"""
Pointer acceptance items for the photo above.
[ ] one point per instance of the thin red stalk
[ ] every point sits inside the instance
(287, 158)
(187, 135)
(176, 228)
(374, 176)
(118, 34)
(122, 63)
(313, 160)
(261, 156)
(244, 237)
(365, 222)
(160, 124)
"""
» **WORK INSTRUCTION**
Write the listing out again, matching every line exactly.

» **WRITTEN SOLUTION**
Pointer acceptance items for the photo above.
[ ] one point per instance of the thin red stalk
[ ] every point sits inside the instance
(287, 158)
(187, 135)
(176, 228)
(374, 176)
(118, 34)
(122, 63)
(313, 160)
(261, 156)
(244, 237)
(365, 222)
(160, 124)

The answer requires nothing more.